[Extracted records]
● ● ●
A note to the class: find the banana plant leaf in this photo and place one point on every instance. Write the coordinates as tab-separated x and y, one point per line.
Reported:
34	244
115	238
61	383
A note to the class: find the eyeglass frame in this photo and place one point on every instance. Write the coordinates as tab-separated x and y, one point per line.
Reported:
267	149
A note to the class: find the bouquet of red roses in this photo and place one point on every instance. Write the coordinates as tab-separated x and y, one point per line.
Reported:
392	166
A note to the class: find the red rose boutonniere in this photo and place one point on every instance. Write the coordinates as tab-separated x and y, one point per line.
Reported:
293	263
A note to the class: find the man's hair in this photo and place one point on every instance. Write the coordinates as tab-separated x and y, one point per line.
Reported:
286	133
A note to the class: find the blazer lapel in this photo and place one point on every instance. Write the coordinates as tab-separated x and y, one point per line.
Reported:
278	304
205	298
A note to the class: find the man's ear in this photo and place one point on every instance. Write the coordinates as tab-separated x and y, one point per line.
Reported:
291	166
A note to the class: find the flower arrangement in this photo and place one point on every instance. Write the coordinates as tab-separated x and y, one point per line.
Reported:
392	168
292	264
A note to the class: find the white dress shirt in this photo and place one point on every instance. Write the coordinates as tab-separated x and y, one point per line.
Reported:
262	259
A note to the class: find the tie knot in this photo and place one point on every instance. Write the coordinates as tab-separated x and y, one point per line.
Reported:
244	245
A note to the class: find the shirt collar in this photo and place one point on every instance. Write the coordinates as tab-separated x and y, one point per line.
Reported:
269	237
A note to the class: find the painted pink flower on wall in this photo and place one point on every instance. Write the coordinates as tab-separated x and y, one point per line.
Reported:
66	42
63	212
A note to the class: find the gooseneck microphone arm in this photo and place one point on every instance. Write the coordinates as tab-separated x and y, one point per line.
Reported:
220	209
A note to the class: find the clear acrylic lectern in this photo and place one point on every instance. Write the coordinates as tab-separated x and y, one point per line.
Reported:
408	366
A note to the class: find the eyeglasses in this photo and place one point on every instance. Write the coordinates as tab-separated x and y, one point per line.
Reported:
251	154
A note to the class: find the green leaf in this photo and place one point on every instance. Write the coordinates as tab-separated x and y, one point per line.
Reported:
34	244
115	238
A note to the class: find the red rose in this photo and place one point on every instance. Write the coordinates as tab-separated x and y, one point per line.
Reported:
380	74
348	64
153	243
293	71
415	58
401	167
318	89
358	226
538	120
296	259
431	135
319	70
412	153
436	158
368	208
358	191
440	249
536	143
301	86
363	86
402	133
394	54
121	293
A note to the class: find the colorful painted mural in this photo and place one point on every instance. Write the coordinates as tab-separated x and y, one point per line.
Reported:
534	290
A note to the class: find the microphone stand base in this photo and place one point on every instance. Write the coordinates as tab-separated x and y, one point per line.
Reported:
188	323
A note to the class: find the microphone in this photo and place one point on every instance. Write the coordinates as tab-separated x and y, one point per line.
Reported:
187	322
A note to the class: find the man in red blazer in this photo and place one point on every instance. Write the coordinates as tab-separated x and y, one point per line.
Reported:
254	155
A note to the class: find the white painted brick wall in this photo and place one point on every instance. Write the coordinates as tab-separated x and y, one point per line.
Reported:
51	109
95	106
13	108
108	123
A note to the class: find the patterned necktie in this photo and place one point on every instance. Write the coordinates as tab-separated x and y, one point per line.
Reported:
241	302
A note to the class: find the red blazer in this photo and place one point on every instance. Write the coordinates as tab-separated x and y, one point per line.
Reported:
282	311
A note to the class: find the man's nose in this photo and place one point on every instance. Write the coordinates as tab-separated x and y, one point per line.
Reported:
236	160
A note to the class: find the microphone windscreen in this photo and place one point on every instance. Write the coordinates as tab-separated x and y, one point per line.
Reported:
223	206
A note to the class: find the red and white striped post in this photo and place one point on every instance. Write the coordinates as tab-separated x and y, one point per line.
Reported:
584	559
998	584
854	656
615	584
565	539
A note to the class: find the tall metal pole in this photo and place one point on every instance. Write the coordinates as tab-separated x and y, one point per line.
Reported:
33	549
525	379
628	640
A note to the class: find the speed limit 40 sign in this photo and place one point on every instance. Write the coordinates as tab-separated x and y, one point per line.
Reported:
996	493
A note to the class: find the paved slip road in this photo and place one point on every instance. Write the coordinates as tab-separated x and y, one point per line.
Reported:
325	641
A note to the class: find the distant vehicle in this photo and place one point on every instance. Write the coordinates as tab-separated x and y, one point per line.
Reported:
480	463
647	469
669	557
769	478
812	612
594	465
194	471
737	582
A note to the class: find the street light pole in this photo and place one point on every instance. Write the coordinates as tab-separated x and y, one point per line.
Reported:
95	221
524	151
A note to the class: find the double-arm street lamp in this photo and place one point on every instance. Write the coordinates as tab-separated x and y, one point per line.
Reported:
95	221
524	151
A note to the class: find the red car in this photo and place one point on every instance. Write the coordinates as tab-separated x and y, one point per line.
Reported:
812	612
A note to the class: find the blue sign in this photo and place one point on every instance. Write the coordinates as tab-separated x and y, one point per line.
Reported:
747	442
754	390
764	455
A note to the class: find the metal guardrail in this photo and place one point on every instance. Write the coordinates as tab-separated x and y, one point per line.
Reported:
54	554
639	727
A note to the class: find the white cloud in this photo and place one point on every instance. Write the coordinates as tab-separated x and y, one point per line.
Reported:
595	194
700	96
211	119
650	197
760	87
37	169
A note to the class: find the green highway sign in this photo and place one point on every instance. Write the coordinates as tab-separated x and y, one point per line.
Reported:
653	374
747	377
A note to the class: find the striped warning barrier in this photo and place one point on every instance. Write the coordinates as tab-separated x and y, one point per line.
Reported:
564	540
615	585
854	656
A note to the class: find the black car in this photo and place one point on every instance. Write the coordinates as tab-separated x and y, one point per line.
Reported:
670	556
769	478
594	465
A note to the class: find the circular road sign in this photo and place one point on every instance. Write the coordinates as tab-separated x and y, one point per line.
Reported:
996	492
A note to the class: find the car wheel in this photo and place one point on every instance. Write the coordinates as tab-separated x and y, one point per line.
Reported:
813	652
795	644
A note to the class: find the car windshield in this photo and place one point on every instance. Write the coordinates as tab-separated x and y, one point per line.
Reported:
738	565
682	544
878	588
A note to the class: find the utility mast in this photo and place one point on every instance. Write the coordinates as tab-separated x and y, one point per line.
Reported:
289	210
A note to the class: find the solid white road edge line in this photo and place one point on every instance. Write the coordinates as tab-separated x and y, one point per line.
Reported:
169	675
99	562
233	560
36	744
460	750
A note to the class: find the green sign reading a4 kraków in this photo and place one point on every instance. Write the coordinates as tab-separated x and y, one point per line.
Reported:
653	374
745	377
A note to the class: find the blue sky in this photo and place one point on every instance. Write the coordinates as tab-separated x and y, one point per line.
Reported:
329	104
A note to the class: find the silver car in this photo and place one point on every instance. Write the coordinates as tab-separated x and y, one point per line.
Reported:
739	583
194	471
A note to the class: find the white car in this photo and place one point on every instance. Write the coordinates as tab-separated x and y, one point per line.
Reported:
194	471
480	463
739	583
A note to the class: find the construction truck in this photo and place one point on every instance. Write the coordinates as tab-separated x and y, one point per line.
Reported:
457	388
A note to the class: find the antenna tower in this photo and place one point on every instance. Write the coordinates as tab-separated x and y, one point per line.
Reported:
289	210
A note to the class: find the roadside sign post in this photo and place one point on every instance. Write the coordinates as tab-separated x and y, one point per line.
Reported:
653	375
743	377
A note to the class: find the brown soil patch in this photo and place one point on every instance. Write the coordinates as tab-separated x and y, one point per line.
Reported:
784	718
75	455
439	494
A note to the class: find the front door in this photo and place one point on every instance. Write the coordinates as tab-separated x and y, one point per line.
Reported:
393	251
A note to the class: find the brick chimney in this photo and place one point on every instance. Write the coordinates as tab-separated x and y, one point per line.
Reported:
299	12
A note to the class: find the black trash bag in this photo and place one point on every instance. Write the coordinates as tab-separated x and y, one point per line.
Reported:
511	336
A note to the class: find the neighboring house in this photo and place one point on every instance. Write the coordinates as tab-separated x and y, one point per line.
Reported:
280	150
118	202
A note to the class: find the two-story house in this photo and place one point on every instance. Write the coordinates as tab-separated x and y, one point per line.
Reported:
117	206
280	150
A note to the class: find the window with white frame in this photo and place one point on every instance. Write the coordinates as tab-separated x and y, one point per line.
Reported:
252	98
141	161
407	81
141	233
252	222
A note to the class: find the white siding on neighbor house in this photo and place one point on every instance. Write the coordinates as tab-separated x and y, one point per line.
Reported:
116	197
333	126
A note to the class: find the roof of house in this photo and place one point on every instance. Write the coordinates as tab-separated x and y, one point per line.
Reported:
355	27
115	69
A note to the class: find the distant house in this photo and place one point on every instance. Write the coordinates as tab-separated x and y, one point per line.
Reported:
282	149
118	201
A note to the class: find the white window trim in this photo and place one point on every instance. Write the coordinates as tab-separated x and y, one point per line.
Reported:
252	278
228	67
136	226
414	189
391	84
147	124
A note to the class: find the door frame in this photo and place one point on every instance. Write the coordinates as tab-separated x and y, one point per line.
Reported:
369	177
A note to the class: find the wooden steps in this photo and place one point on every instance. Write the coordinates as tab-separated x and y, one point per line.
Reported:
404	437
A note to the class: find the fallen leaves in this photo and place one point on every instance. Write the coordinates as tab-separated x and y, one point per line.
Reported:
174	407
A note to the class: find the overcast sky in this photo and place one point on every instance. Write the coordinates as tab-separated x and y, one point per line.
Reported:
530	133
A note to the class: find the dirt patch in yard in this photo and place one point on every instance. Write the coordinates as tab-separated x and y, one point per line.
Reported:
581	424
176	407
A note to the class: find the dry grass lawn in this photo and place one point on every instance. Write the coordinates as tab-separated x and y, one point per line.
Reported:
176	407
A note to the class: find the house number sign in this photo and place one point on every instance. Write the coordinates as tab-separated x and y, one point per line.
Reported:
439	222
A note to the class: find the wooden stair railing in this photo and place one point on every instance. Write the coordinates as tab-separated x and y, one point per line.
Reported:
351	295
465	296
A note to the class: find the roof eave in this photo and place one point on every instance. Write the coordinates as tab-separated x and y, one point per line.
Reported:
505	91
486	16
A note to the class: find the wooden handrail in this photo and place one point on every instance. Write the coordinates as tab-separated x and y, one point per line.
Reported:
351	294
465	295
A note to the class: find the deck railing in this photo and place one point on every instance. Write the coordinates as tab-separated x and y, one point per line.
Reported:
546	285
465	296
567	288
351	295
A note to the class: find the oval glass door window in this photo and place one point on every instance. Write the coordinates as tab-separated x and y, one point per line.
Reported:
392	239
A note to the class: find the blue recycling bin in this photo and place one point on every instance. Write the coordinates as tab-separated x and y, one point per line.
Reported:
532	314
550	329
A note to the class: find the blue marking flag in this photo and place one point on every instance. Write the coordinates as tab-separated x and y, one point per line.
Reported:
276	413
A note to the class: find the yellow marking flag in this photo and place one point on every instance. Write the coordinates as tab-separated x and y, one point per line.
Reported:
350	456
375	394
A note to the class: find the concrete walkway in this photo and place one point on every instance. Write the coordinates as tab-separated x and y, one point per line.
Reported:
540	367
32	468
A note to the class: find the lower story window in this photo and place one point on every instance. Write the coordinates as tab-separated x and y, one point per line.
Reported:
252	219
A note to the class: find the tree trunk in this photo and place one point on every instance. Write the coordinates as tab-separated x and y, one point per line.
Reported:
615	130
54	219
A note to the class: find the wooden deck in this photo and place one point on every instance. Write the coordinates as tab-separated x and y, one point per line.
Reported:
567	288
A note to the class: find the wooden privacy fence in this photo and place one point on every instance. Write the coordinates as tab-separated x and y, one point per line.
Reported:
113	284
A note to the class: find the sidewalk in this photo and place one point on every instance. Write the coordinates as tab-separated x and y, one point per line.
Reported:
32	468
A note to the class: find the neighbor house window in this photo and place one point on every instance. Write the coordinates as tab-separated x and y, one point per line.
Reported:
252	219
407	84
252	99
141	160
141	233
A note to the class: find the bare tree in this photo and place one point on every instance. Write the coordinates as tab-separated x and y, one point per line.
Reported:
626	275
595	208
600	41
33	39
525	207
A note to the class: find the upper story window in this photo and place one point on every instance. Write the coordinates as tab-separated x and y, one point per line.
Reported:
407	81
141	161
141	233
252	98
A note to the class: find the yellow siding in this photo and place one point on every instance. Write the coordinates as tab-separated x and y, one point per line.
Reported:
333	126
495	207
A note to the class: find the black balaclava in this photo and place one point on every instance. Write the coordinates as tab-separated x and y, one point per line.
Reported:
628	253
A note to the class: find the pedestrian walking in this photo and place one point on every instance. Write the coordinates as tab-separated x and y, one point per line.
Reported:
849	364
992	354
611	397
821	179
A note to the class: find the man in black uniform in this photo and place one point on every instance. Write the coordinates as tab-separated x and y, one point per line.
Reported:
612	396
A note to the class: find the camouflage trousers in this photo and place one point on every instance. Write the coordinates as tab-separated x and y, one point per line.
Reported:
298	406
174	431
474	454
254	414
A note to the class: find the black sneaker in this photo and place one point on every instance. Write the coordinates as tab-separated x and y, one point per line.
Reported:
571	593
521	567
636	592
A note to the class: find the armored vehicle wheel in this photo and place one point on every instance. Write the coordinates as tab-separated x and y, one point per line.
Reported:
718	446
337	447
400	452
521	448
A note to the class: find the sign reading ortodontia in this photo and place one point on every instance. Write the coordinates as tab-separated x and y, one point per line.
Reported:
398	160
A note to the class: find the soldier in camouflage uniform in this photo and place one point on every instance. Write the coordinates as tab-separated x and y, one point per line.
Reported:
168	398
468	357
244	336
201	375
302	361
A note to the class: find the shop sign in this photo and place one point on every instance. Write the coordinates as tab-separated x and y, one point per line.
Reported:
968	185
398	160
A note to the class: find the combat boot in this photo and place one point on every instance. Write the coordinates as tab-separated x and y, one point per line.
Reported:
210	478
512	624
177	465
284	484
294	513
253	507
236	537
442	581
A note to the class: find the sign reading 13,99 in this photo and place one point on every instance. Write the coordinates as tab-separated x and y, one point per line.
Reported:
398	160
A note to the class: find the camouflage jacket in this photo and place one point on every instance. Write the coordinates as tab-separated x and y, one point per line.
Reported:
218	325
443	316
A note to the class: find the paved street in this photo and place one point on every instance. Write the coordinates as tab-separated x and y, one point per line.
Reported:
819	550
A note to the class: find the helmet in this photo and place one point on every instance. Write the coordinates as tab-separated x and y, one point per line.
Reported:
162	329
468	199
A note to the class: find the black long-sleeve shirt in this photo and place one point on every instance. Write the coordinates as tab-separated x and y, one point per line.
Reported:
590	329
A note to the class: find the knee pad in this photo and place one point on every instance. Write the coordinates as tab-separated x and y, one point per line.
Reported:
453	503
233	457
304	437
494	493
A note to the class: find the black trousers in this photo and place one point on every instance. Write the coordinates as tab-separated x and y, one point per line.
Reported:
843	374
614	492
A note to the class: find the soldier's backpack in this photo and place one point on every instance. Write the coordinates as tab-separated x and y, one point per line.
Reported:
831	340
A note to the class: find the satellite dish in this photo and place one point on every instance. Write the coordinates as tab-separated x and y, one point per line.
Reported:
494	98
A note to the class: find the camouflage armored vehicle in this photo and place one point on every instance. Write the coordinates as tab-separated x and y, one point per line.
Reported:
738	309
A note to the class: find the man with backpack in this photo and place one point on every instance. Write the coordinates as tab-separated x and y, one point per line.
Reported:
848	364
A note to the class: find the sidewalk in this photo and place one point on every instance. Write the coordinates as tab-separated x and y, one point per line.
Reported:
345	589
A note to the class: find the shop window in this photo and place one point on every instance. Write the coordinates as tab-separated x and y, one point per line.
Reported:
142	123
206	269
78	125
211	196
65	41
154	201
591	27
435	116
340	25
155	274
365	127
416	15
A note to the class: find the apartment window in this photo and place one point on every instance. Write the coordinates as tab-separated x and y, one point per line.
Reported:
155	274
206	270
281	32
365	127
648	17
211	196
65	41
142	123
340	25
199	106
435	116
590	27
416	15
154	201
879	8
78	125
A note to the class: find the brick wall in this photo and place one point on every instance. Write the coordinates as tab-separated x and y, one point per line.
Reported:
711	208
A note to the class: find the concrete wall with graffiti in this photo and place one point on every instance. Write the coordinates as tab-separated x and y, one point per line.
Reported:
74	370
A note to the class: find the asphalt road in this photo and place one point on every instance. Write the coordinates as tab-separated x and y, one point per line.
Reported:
● ● ●
[What you have to do] Quote exactly what appears from the line containing "A note to the class: find the brick wall" through the final line of the listing above, including both of those lines.

[The output]
A note to the class: find the brick wall in this photo and place one point on every instance. Write the coordinates as tab-separated x and y, one point per line.
Reported:
711	208
A note to the class: find the concrete wall with graffiti in this photo and place one point on every instance. Write the coordinates as tab-separated x and y, one point per line.
Reported:
74	370
A note to the class: find the asphalt road in this photo and place one point on every instance. Write the coordinates as tab-separated x and y, one point per line.
Reported:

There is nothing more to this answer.